Written request = Return every line of the records below that contains the string "shirt".

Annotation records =
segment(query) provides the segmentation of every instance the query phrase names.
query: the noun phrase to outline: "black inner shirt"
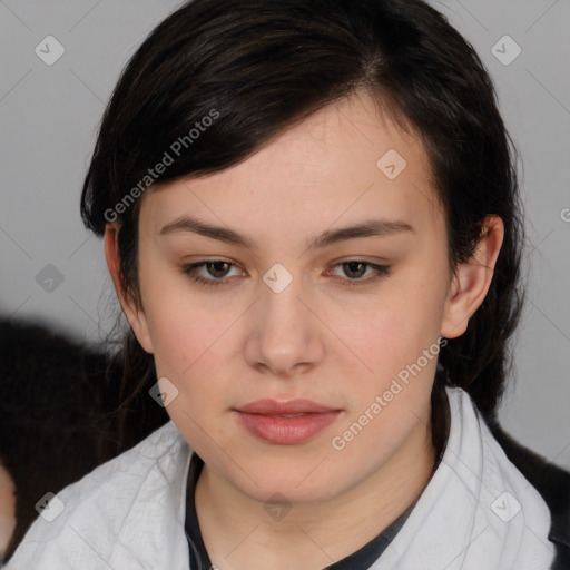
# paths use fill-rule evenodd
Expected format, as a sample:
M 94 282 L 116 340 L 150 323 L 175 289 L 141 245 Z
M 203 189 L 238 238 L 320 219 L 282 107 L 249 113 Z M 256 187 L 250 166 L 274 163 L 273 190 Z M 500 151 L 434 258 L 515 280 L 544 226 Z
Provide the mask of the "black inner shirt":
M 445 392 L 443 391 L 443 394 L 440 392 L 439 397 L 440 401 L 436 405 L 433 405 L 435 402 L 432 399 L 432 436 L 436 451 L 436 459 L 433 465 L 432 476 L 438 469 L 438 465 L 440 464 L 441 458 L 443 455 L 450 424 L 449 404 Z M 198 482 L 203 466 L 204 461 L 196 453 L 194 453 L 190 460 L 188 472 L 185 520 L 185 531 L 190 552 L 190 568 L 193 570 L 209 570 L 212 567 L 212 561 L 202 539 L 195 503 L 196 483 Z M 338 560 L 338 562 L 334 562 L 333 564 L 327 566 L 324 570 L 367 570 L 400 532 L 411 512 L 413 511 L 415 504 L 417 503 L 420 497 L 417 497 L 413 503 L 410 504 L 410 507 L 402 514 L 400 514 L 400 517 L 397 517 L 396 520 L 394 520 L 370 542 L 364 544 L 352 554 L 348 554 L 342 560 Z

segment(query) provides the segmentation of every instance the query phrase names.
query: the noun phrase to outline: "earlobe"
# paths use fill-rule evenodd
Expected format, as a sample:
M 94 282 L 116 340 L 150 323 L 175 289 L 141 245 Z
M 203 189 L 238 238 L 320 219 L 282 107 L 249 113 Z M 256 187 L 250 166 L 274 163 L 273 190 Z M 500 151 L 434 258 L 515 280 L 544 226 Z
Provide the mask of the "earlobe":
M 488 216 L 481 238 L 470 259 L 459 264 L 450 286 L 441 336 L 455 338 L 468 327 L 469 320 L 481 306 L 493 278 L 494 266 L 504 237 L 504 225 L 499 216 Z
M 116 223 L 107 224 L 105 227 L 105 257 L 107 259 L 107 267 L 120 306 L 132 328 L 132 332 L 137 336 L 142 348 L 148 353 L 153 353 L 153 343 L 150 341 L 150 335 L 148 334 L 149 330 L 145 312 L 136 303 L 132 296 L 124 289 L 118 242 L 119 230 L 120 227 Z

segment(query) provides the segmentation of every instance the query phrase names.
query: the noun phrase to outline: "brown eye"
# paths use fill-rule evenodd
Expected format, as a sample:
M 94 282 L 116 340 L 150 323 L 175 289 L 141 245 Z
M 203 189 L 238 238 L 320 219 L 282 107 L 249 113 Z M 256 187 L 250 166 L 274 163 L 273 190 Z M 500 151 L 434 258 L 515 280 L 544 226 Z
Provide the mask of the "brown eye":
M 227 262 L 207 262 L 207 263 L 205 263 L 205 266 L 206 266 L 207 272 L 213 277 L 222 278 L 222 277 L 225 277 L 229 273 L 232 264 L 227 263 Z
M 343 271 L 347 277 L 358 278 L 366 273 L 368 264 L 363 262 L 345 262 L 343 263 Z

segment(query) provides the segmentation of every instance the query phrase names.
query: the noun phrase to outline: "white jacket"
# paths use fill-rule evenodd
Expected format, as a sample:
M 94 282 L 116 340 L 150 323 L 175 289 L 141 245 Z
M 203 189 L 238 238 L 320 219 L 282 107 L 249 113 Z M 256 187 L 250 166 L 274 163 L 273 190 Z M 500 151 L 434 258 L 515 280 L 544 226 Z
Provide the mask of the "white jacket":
---
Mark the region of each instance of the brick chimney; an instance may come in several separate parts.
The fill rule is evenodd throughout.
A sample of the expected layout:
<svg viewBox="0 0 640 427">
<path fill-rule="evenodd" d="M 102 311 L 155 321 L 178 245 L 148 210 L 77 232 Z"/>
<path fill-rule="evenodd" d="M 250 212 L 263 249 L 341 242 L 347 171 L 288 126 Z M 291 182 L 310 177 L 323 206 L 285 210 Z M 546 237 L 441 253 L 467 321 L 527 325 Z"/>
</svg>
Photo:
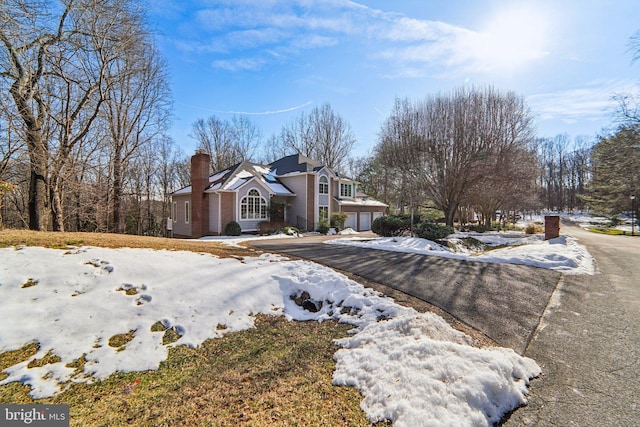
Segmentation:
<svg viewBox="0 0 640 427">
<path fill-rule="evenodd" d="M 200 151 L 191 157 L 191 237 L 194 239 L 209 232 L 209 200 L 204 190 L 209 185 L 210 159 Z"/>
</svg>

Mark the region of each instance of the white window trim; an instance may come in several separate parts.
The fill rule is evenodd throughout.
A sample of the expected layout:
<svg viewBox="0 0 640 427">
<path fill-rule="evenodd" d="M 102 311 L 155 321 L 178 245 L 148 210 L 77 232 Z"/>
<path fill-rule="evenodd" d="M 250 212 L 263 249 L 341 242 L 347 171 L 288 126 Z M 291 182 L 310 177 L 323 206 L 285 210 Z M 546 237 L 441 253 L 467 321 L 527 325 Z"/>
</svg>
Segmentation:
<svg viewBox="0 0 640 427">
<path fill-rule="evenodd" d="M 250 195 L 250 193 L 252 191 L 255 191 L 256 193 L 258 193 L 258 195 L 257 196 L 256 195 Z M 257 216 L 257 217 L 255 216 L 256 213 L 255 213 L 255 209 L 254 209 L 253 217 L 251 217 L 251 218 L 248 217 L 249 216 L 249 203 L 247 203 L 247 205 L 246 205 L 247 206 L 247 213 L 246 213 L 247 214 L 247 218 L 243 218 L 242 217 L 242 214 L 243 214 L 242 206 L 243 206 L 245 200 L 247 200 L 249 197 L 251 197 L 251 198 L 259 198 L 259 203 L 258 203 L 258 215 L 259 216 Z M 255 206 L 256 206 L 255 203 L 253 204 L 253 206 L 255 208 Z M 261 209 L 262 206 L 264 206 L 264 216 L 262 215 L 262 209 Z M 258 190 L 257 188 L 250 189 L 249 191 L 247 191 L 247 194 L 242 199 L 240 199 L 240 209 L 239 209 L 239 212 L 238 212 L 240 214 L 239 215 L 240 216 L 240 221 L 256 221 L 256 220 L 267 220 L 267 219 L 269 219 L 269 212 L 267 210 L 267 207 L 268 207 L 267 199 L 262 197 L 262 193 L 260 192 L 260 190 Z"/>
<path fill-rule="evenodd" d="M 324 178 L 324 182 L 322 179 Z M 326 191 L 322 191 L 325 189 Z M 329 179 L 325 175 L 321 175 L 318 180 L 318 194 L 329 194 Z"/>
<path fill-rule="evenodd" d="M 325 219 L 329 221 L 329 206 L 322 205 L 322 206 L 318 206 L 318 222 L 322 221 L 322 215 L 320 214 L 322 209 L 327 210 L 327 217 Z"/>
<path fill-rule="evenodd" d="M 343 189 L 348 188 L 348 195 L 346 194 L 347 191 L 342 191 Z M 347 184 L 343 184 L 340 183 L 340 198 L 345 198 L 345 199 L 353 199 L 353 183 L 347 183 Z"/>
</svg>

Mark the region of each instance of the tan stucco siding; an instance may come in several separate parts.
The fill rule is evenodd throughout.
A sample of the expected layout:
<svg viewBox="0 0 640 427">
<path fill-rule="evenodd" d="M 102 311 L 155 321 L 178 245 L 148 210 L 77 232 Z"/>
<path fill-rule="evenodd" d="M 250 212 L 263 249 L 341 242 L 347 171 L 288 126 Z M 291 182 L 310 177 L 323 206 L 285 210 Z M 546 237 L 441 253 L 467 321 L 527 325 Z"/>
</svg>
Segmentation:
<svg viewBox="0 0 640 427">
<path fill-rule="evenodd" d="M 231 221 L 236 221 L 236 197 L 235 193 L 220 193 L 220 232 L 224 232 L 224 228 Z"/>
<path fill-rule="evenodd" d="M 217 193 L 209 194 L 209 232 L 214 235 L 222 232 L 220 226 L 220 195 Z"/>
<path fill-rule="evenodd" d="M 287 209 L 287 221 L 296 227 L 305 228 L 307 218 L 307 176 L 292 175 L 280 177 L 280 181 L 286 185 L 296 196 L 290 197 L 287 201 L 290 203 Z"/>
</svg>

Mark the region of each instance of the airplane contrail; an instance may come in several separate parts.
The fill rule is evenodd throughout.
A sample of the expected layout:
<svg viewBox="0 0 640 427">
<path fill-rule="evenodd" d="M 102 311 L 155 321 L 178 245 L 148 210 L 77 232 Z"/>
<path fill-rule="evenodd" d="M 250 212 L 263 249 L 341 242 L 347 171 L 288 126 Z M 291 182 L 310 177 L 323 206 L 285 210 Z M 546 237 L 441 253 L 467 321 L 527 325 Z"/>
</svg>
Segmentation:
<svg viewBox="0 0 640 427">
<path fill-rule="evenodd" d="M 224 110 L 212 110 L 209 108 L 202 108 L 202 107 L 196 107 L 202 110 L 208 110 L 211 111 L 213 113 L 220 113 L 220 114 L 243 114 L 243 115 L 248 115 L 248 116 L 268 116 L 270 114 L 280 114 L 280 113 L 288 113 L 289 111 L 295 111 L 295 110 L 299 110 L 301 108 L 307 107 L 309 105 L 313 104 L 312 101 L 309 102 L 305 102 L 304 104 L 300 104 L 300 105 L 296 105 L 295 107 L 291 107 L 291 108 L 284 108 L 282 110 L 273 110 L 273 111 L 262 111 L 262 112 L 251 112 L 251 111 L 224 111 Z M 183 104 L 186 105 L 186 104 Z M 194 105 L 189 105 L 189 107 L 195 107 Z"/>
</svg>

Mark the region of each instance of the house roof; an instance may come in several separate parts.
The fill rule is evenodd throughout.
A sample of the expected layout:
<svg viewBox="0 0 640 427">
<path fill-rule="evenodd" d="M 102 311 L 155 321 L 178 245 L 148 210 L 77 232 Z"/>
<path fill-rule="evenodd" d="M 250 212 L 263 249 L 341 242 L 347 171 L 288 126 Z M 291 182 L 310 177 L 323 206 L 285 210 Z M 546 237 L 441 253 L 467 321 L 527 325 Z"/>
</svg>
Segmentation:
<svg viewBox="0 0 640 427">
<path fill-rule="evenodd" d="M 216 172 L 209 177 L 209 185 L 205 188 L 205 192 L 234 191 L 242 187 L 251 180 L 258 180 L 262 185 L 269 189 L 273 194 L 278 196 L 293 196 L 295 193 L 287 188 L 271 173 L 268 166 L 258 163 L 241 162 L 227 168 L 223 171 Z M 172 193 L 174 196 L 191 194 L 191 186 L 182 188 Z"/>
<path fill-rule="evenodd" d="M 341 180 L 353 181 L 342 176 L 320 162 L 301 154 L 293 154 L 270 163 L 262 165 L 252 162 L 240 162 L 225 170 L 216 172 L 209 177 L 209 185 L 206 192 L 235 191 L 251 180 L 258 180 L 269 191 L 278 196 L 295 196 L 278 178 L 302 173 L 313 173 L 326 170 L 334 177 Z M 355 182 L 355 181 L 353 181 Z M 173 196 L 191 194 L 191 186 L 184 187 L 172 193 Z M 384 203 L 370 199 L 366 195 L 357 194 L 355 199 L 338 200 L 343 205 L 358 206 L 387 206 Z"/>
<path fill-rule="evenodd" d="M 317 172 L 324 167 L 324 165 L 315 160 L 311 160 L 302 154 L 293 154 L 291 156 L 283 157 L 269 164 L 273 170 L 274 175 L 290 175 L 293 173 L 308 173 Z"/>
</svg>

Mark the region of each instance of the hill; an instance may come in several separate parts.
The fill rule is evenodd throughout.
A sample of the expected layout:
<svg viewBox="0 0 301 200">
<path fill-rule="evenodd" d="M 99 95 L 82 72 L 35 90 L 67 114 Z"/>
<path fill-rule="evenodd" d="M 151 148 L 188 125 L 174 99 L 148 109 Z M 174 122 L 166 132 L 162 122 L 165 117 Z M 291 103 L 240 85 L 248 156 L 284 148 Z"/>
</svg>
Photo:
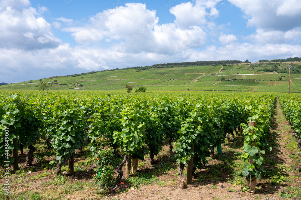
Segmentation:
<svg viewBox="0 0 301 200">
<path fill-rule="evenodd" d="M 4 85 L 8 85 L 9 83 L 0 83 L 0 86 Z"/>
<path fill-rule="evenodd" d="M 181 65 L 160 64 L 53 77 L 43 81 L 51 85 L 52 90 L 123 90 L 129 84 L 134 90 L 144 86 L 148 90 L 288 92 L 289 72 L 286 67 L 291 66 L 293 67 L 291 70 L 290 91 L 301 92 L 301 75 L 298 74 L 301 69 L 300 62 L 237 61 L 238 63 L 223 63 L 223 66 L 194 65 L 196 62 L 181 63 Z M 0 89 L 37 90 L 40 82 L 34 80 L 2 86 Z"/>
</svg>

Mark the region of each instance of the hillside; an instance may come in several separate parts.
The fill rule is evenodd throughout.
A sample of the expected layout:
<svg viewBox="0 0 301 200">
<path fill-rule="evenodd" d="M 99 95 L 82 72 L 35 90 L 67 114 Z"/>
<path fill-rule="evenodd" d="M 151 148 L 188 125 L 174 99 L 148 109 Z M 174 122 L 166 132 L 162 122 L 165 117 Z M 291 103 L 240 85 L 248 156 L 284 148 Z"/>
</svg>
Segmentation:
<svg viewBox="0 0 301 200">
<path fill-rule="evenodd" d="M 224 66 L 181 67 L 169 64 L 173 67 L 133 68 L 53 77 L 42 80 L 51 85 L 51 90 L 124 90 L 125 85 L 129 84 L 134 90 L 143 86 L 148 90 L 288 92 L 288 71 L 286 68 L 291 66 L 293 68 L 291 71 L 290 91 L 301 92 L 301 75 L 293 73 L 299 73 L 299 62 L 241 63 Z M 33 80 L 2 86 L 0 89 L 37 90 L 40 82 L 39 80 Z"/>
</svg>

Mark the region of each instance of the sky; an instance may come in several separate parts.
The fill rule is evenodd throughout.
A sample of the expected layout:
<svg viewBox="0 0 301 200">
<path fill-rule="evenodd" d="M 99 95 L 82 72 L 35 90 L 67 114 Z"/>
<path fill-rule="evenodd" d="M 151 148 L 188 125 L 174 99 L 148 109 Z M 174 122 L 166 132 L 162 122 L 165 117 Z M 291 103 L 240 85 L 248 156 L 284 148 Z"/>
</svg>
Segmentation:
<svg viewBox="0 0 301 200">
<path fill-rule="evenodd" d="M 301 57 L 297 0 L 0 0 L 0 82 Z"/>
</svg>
...
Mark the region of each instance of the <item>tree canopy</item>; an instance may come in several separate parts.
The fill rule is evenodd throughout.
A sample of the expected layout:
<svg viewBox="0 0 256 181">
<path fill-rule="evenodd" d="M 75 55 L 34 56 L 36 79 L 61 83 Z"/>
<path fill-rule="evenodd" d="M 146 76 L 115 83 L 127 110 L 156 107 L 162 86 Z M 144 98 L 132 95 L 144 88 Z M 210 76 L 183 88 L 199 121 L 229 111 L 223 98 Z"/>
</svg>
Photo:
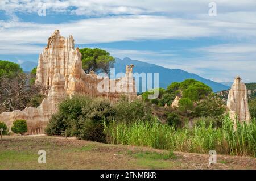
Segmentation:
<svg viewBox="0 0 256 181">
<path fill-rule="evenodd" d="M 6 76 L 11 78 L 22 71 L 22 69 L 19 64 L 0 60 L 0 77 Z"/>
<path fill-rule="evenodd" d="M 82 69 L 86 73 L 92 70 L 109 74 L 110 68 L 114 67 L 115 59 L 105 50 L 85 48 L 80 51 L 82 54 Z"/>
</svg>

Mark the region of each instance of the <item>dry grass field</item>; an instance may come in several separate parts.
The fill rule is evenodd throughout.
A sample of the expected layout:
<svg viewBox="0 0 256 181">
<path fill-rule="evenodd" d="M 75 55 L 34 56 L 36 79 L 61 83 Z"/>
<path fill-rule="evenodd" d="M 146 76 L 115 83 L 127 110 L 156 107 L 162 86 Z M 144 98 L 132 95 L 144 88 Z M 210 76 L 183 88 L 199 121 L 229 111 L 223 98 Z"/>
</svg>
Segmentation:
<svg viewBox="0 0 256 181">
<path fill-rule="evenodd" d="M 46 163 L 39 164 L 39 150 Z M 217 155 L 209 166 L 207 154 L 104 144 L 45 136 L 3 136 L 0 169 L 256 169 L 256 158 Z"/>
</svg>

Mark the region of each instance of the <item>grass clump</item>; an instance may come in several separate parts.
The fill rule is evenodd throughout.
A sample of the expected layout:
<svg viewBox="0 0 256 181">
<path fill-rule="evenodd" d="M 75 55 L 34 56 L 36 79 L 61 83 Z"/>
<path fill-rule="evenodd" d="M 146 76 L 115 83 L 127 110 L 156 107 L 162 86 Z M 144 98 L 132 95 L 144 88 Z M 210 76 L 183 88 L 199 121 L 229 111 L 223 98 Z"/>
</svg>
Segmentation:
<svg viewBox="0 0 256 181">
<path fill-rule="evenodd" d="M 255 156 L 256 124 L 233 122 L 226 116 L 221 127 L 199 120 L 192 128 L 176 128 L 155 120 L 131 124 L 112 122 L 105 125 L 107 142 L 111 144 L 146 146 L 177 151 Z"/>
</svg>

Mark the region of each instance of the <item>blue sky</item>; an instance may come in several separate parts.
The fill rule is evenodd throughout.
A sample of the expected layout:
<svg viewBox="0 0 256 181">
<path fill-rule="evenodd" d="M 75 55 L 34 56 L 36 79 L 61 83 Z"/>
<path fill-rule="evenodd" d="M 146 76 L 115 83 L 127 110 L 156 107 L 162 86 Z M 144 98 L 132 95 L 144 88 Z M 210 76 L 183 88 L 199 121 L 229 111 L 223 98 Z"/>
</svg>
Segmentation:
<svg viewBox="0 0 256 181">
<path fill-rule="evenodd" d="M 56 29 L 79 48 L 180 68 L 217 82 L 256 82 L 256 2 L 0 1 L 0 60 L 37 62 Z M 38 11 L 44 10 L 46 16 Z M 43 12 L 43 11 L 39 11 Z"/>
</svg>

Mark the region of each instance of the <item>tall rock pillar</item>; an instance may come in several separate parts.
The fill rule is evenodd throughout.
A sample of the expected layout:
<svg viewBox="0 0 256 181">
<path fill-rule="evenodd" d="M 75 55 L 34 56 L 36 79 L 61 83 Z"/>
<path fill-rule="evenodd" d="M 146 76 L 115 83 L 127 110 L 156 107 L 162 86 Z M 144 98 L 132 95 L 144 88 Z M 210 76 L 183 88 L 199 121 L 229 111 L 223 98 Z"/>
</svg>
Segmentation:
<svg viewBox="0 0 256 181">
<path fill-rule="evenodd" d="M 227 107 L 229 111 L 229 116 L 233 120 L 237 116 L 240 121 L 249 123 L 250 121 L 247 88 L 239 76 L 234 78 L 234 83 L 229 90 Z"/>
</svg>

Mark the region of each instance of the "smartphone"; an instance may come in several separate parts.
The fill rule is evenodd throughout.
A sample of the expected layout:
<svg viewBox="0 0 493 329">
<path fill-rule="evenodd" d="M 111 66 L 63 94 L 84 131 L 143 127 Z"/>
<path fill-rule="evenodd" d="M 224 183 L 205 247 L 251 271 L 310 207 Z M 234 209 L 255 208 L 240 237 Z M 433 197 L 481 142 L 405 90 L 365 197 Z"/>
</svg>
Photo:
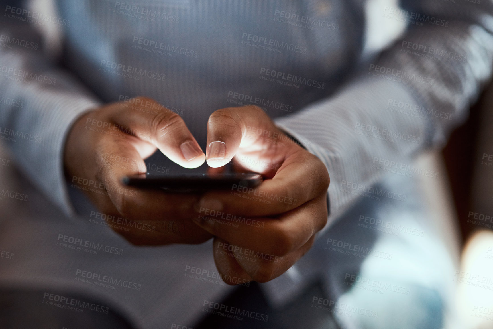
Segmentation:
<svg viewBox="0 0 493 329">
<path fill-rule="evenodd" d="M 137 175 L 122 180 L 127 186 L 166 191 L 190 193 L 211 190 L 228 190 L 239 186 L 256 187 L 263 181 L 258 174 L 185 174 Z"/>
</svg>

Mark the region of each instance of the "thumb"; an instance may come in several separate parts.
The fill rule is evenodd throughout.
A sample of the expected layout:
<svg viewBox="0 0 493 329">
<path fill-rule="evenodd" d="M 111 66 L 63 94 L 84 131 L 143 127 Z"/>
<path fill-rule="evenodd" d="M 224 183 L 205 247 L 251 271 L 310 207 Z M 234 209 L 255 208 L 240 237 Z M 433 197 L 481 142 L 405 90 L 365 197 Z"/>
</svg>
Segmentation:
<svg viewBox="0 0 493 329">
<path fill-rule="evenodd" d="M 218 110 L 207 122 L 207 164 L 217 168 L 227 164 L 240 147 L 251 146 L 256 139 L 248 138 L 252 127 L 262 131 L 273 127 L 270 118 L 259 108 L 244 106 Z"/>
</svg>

Result =
query: the noun phrase to outline: "black inner shirt"
Provide the mask of the "black inner shirt":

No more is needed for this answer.